═════ Supplied material

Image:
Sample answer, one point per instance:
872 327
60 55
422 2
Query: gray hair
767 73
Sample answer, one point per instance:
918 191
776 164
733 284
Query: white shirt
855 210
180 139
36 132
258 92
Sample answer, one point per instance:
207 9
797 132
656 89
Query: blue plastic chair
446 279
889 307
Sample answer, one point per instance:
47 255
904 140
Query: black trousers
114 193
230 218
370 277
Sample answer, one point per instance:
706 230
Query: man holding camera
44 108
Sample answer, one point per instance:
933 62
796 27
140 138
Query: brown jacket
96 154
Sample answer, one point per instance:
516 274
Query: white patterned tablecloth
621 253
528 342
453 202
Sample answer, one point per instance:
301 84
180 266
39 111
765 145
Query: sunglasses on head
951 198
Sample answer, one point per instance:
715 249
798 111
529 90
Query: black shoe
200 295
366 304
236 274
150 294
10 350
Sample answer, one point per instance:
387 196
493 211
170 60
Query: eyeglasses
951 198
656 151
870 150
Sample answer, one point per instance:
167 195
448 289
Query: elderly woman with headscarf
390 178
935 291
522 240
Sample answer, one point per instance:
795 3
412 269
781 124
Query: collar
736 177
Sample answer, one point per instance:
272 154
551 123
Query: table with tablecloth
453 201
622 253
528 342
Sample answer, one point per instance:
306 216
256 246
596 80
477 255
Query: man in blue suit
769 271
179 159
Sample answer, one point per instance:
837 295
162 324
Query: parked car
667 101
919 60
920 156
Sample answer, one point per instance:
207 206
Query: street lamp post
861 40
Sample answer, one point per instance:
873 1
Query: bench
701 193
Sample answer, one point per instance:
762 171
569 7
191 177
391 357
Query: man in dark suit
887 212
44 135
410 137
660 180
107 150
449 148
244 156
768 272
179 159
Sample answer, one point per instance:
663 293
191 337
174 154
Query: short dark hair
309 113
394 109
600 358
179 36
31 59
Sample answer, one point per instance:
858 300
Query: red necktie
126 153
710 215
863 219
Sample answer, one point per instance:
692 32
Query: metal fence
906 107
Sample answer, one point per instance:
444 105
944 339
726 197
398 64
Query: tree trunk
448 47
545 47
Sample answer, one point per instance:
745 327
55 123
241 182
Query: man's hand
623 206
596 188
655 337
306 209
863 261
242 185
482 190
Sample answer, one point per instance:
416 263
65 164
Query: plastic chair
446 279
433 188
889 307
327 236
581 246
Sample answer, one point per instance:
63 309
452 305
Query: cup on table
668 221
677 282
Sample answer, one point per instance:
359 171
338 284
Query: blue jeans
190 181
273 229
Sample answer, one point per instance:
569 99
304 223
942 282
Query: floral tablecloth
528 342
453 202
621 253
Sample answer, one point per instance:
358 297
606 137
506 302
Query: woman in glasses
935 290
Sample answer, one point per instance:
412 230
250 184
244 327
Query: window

══════════

--- Exercise instructions ---
Find each line of the data above that contains the word "with" and copy it. Treat uppercase and lowercase letters as different.

--- Written response ---
Query: elderly woman with headscarf
Query: table with tablecloth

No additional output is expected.